↓

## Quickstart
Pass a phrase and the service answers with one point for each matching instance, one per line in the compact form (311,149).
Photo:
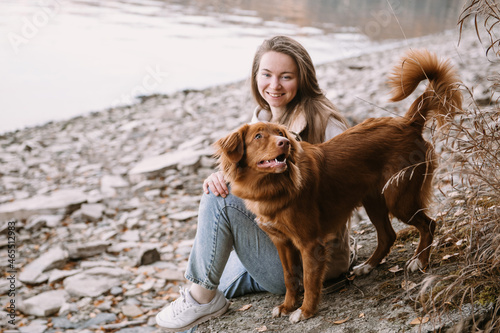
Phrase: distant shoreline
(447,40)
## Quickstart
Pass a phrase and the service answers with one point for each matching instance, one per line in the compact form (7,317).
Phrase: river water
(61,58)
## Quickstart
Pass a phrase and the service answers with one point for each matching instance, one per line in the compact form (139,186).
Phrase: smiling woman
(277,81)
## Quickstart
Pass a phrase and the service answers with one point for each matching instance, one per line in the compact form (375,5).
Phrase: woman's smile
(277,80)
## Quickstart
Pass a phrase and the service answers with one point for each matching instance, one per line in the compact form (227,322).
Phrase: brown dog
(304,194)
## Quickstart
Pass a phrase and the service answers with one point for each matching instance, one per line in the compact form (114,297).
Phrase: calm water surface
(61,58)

↑
↓

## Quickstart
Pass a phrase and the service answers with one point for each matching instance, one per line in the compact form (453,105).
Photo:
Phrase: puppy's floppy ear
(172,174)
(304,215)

↑
↓

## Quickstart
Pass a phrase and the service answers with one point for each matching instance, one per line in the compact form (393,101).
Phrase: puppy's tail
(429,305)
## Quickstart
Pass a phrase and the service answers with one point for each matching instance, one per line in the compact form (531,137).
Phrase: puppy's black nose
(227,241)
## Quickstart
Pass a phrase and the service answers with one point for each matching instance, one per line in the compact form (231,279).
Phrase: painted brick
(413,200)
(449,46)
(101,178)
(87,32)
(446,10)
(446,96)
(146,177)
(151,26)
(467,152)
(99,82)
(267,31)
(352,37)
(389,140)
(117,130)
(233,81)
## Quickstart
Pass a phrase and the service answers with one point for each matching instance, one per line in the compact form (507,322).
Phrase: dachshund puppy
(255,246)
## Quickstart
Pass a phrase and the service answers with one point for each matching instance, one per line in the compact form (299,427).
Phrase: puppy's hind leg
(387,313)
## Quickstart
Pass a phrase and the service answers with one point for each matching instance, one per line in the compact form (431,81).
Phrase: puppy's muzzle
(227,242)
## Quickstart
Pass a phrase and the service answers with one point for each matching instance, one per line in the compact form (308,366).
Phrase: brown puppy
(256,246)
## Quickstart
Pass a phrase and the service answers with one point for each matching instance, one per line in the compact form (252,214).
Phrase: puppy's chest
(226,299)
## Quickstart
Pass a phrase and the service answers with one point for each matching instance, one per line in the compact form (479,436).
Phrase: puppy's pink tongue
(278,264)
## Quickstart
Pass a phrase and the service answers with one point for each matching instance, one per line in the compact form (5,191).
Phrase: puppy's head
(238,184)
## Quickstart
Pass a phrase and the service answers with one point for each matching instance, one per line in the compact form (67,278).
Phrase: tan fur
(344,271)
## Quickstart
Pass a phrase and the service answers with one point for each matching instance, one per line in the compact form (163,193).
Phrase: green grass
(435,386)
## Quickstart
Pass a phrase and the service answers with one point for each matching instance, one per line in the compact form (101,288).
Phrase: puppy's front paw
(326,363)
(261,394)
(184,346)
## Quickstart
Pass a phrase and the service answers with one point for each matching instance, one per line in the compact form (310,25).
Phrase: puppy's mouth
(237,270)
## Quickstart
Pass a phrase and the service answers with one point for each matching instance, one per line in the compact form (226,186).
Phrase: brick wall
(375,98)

↑

▶ **Consegna**
Elenca tutte le righe delle voci in cui compare la parola "brick".

▶ **Risposta al compito**
Phrase: painted brick
Phrase: brick wall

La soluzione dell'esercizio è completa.